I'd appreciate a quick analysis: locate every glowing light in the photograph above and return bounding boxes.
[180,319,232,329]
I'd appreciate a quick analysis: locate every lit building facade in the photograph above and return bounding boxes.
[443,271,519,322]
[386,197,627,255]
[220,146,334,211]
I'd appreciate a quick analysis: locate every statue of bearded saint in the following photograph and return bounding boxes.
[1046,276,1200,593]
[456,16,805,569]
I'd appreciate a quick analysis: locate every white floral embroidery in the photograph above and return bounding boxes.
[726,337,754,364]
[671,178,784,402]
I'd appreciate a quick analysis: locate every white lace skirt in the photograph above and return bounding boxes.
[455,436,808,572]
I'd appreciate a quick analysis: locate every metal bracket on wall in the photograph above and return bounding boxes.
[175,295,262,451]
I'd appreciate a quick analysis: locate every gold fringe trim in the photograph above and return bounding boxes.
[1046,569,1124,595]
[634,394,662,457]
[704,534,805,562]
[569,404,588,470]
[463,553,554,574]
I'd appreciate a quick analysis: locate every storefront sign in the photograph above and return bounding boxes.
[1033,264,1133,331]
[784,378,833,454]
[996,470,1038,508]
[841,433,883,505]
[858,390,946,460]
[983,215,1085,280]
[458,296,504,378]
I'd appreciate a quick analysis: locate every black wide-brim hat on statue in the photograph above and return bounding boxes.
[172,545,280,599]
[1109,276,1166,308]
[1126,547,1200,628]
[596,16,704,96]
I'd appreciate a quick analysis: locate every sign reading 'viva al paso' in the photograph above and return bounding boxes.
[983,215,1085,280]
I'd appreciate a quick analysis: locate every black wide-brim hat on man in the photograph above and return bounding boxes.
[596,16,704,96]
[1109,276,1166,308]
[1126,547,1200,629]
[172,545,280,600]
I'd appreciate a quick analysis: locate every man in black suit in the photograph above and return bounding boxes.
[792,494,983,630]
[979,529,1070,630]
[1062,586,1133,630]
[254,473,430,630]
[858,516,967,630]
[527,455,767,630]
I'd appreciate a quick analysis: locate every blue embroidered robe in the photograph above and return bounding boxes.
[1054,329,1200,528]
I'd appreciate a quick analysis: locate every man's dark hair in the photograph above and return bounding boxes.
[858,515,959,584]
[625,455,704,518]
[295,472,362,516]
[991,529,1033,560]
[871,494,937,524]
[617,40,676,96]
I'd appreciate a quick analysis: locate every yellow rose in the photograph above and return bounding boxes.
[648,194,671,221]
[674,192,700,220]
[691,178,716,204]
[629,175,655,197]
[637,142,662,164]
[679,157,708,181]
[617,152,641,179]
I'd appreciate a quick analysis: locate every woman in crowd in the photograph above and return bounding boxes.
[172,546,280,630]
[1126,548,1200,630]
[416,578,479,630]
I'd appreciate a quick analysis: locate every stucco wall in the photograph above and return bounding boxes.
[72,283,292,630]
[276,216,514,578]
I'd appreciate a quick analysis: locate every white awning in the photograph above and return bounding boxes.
-- -- --
## TASK STATEMENT:
Convert every line of the listing above into a JSON list of strings, one string per line, leaving out blank lines.

## OUTPUT:
[
  "I'd appreciate a quick analysis: locate every glowing light in the photograph above and return bounding boxes.",
  "[180,319,232,329]",
  "I'd appreciate a quick analysis: locate every lit building facade in the photograph above and return bounding boxes.",
  "[443,271,519,322]",
  "[386,197,627,255]",
  "[220,146,334,211]",
  "I'd appreciate a quick analysis: locate every statue of bearded saint in the following photograph and return bounding boxes.",
  "[1046,276,1200,593]",
  "[456,16,805,569]",
  "I'd appreciate a quick analysis: locate every white floral embroidery in the photograph above and return bounding boxes.",
  "[726,337,754,364]",
  "[671,178,784,402]",
  "I'd appreciate a quick analysis: locate every white lace skirt in the photograph above and return bounding boxes.",
  "[455,436,808,572]",
  "I'd appreciate a quick analysis: locate every metal bracket on wall in the photograph above and return bounding boxes.",
  "[175,295,262,451]",
  "I'd appreciate a quick analysis: locate every gold fringe trim in the photograph above and return bounding boxes.",
  "[1046,569,1124,595]",
  "[634,394,662,457]",
  "[704,534,805,562]",
  "[569,404,588,470]",
  "[463,553,554,574]",
  "I'd appreciate a quick analysis: locate every storefront sign in the photograph above and return bounding boxes.",
  "[1033,264,1133,331]",
  "[784,378,833,454]",
  "[996,470,1038,508]",
  "[841,433,883,505]",
  "[858,390,946,460]",
  "[983,215,1085,280]",
  "[458,296,504,378]",
  "I'd appreciate a quick analysis: locate every black wide-brim hat on statue in the photograph above and return bounding boxes.",
  "[172,545,280,599]",
  "[1109,276,1166,308]",
  "[1126,547,1200,628]",
  "[596,16,704,96]",
  "I'd appreciate a quick analysis: locate every sign reading 'viva al paso' in the photograph above and return bounding boxes.",
  "[983,215,1085,280]",
  "I'd appreciate a quick analysis: locate every black wide-brim hat on man in the photograph above and return bounding boxes.",
  "[596,16,704,96]",
  "[1109,276,1166,308]",
  "[1126,547,1200,629]",
  "[172,545,280,600]",
  "I'd appreciate a quick analysis: locate every man in black suit in the photograph above and return bounding boxes.",
  "[792,494,983,630]",
  "[979,529,1070,630]",
  "[1062,586,1133,630]",
  "[254,473,430,630]",
  "[858,516,967,630]",
  "[527,455,767,630]",
  "I'd appreciate a quick analysis: locate every blue embroidered robe in the photograph above and return bounding boxes.",
  "[1054,329,1200,528]",
  "I'd appreciate a quick analysis: locate every man's dark hair in the photograph above and return bounding boxes.",
  "[858,515,959,584]",
  "[625,455,704,518]",
  "[295,472,362,516]",
  "[991,529,1033,560]",
  "[871,494,937,524]",
  "[617,40,676,96]",
  "I'd appreciate a quick analysis: locate every yellow rose in the photograph above and return bounding boxes.",
  "[648,194,671,221]",
  "[674,192,700,220]",
  "[691,178,716,204]",
  "[629,175,655,197]",
  "[637,142,662,164]",
  "[679,157,708,181]",
  "[617,152,641,179]",
  "I'd appreciate a quick analysis: locate every woman in crowd in the photograph above and return bounding boxes.",
  "[172,546,280,630]",
  "[1126,548,1200,630]",
  "[416,578,479,630]",
  "I'd appreciate a quick analysis: locate every stucco wall in the photograph above and return bounding boxes.",
  "[72,283,292,630]",
  "[276,216,514,578]",
  "I'd appreciate a quick analysis: locate every white awning in the photograph above and return bounding boxes."
]